• _Tareas_:
- 1) En el texto sobre la verdad y la muerte, ¿cuál es la primera verdad absolutamente cierta de nuestra existencia, además del hecho de que existimos?
- 2) Prosigue el texto sobre la verdad y la muerte a partir de su última frase.

━━ Texto de lectura ━━

No menos importante que la investigación en el ámbito teórico es la que se lleva a cabo en
el ámbito práctico: quiero aludir a la búsqueda de la verdad en relación con el bien que hay
que realizar. En efecto, con el propio obrar ético la persona actuando según su libre y recto
querer, toma el camino de la felicidad y tiende a la perfección. También en este caso se
trata de la verdad.
A esto se debe añadir que la primera verdad absolutamente cierta de nuestra existencia,
además del hecho de que existimos, es lo inevitable de nuestra muerte. Frente a este dato
desconcertante se impone la búsqueda de una respuesta exhaustiva. Cada uno quiere —y
debe— conocer la verdad sobre el propio fin. Quiere saber si la muerte será el término
definitivo de su existencia o si hay algo que sobrepasa la muerte: si le está permitido
esperar en una vida posterior o no. Es significativo que el pensamiento filosófico haya
recibido una orientación decisiva de la muerte de Sócrates que lo ha marcado desde hace
más de dos milenios. No es en absoluto casual, pues, que los filósofos ante el hecho de la
muerte se hayan planteado de nuevo este problema junto con el del sentido de la vida y de
la inmortalidad.

━━━
━━ Datos ━━

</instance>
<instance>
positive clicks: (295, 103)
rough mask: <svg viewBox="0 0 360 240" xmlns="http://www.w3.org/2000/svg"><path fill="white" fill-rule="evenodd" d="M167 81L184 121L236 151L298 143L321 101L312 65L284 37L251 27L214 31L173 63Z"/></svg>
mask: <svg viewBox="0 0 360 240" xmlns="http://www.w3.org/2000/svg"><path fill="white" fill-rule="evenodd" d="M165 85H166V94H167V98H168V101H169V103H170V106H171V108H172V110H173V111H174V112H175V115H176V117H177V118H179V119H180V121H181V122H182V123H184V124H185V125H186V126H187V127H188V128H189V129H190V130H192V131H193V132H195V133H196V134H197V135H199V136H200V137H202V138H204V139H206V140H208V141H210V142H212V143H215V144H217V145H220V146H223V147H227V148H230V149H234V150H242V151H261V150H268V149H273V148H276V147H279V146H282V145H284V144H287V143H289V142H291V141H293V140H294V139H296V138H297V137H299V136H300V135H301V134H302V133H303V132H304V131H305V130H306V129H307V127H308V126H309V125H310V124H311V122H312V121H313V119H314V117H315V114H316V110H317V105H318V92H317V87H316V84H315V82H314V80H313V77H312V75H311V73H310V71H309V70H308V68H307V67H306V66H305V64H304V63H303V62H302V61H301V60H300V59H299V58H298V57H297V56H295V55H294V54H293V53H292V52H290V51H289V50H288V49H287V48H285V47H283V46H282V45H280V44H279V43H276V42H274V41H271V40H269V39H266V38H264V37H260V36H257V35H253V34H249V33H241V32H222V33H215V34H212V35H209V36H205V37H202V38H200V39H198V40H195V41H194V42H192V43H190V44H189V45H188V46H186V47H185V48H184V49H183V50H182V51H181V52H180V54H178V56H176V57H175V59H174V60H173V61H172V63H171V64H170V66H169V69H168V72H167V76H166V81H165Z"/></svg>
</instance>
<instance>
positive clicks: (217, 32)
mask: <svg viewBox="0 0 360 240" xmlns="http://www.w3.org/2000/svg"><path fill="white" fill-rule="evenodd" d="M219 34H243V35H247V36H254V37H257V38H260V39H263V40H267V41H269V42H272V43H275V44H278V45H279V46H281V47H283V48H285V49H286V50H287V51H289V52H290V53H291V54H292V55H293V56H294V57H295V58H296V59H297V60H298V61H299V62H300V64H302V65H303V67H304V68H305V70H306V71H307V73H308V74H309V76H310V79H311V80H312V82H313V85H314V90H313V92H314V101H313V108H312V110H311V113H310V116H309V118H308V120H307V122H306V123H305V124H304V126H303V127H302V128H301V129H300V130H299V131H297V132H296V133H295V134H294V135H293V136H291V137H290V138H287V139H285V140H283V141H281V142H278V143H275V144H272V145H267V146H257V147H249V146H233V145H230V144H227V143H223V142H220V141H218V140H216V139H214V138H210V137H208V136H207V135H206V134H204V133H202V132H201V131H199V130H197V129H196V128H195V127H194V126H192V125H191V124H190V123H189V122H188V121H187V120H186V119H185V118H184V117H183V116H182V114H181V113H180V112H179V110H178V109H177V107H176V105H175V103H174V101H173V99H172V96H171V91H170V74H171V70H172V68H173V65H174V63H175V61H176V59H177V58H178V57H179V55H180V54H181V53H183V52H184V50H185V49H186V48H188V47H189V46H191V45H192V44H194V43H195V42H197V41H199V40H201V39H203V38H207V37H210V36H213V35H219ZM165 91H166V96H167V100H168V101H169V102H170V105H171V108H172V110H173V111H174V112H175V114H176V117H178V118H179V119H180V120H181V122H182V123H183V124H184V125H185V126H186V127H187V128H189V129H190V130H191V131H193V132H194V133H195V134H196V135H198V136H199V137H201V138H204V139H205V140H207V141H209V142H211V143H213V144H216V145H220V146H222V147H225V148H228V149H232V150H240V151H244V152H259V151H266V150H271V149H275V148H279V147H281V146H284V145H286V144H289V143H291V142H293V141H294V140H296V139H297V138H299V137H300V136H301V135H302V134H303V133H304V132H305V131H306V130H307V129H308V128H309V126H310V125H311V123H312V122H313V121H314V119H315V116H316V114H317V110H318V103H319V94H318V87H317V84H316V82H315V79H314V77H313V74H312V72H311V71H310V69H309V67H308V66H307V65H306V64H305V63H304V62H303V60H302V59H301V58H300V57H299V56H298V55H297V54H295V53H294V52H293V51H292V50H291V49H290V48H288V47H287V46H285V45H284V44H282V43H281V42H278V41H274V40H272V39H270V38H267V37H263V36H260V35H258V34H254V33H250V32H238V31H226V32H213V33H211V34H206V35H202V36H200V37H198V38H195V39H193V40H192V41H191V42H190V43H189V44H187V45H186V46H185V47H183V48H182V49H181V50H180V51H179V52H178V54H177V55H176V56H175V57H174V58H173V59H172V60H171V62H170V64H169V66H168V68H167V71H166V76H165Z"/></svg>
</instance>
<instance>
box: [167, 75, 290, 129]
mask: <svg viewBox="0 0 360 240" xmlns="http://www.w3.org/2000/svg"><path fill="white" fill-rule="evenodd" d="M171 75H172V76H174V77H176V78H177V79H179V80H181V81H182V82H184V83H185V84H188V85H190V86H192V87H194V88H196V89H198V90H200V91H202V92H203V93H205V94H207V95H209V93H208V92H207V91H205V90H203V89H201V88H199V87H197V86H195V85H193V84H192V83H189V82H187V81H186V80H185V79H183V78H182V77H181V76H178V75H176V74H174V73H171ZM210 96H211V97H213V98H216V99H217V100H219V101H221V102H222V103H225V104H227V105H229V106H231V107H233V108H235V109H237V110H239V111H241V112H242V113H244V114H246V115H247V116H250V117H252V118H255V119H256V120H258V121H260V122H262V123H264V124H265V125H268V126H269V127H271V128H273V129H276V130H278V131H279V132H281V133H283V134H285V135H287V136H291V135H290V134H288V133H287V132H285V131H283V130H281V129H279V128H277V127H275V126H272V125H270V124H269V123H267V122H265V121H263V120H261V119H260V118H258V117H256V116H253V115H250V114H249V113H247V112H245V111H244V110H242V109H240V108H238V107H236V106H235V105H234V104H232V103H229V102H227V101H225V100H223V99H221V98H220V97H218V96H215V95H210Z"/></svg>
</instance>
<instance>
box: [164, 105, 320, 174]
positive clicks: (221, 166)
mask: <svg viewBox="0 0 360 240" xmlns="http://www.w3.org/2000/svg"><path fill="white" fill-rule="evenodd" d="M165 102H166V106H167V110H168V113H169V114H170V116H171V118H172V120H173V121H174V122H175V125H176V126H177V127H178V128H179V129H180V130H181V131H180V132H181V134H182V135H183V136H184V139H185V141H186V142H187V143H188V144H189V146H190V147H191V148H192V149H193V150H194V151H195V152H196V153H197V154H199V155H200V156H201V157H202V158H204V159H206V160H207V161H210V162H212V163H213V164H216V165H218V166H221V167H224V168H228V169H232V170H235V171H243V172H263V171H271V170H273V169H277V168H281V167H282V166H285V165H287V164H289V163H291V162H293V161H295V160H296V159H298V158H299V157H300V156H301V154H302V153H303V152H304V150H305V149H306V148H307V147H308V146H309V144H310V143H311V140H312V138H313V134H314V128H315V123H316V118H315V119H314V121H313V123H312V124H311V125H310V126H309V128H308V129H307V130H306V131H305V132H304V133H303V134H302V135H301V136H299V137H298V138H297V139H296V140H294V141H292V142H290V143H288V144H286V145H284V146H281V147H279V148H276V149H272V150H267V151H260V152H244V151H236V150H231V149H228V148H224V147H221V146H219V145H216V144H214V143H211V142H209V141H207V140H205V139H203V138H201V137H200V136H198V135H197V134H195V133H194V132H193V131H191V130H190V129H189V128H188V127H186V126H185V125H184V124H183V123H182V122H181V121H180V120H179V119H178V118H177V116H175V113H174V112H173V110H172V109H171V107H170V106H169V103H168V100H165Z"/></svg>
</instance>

━━━

• _Respuestas por tarea_:
- 1) Lo inevitable de nuestra muerte.

- 2)
Nadie, ni el filósofo ni el hombre corriente, puede substraerse a estas preguntas. De la
respuesta que se dé a las mismas depende una etapa decisiva de la investigación: si es
posible o no alcanzar una verdad universal y absoluta. De por sí, toda verdad, incluso
parcial, si es realmente verdad, se presenta como universal. Lo que es verdad, debe ser
verdad para todos y siempre. Además de esta universalidad, sin embargo, el hombre busca
un absoluto que sea capaz de dar respuesta y sentido a toda su búsqueda. Algo que sea
último y fundamento de todo lo demás. En otras palabras, busca una explicación definitiva,
un valor supremo, más allá del cual no haya ni pueda haber interrogantes o instancias
posteriores. Las hipótesis pueden ser fascinantes, pero no satisfacen. Para todos llega el
momento en el que, se quiera o no, es necesario enraizar la propia existencia en una verdad
reconocida como definitiva, que dé una certeza no sometida ya a la duda.
Los filósofos, a lo largo de los siglos, han tratado de descubrir y expresar esta verdad,
dando vida a un sistema o una escuela de pensamiento. Más allá de los sistemas filosóficos,
sin embargo, hay otras expresiones en las cuales el hombre busca dar forma a una propia «
filosofía ». Se trata de convicciones o experiencias personales, de tradiciones familiares o
culturales o de itinerarios existenciales en los cuales se confía en la autoridad de un
maestro. En cada una de estas manifestaciones lo que permanece es el deseo de alcanzar la
certeza de la verdad y de su valor absoluto.